The linear system (2.7) is stated in compact form as
\begin{equation} \frac{\partial \boldsymbol{q}'}{\partial t} = \mathcal{L}(\boldsymbol{Q})\boldsymbol{q}', \end{equation}
where 
$\mathcal {L}(\boldsymbol {Q})$ is the linearised Navier–Stokes operator. Following Tuckerman & Barkley (Reference Tuckerman and Barkley2000) and Barkley, Blackburn & Sherwin (Reference Barkley, Blackburn and Sherwin2008), the system (2.8) may be reformulated as an eigenvalue problem where 
$\sigma$ and 
$\hat {\boldsymbol {q}}^l$ are the complex-valued eigenvalues and eigenmodes, respectively, and solved iteratively with an Arnoldi method.
In practice, the construction of the subspace in the Arnoldi method amounts to time stepping of the linearised equations (2.7) to obtain each Krylov vector. Following Schmidt et al. (Reference Schmidt, Tammisola, Lesshafft and Oberleithner2021), the equations (2.7) are discretised in Basilisk, similarly to the nonlinear equations. As a consequence, both the nonlinear and linear computations are facilitated using the same numerical schemes and on the same computational grid.
2.3. Flow configuration
The three-dimensional nonlinear and linear equations, (2.1) and (2.7) respectively, are solved in Cartesian coordinates on an octree-discretised grid in a cuboid domain. The total domain edge length is 
$L_{tot} = 128$ and a cylindrical region with 
$0\leqslant z \leqslant Z$ and 
$0 \leqslant r \leqslant R$ is statically refined with a cell edge length of 
$\varDelta = 0.0625$ where 
$Z = 64$ and 
$R = 8$ (the convergence of the employed mesh for the linear and nonlinear analysis is demonstrated in Appendix A). The domain outside the refined cylinder is successively coarsened and indirectly acts as a sponge layer in downstream direction, by numerically diffusing vorticity and ensuring an approximately vorticity-free outflow. All length scales are non-dimensionalised with respect to the interface position at the inlet as given in (2.10). A schematic view of the domain is provided in figure 1.

> **Entries provided**
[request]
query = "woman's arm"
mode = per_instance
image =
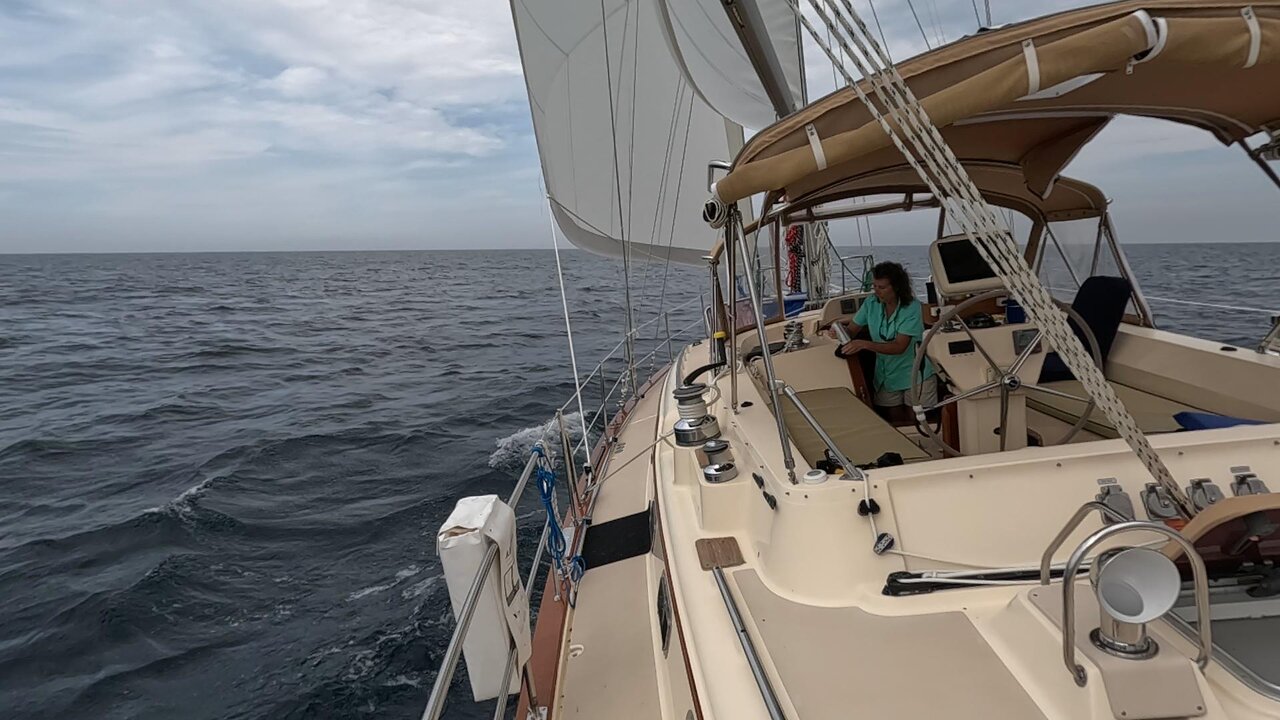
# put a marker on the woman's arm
(896, 347)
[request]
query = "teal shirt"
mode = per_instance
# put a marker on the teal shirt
(894, 372)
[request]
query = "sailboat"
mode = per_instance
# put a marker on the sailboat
(1082, 523)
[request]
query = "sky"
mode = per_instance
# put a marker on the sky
(346, 124)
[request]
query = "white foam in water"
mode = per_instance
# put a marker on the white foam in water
(182, 502)
(400, 575)
(513, 450)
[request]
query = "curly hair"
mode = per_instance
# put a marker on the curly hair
(897, 279)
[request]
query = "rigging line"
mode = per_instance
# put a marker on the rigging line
(568, 327)
(617, 185)
(631, 146)
(675, 212)
(662, 187)
(937, 22)
(883, 40)
(912, 5)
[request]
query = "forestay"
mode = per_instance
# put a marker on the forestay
(624, 144)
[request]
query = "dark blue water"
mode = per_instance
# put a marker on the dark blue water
(220, 475)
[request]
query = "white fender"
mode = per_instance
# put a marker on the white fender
(502, 610)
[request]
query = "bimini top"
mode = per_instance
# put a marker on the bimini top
(1033, 94)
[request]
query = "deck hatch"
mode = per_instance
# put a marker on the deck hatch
(618, 540)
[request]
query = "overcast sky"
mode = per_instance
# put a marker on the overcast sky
(289, 124)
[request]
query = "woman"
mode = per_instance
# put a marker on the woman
(895, 320)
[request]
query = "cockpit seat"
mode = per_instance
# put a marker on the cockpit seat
(1155, 414)
(856, 429)
(1101, 301)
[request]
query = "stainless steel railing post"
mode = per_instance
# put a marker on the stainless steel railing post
(570, 466)
(731, 313)
(771, 378)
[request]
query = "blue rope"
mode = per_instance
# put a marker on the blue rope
(545, 478)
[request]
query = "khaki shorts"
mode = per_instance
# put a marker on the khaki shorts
(895, 397)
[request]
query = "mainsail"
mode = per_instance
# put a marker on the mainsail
(707, 41)
(625, 140)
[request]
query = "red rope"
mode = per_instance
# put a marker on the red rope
(795, 253)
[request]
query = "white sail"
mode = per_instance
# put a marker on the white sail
(652, 149)
(714, 60)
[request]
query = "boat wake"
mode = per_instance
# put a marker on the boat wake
(513, 450)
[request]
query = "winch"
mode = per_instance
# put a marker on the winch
(695, 424)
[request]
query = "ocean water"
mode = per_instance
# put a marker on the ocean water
(220, 475)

> **Job**
According to the page excerpt, why does the domain outside the refined cylinder act as a sponge layer?

> **Task output**
The domain outside the refined cylinder is successively coarsened, so it numerically diffuses vorticity in the downstream direction. This ensures an approximately vorticity-free outflow, so the region indirectly works as a sponge layer.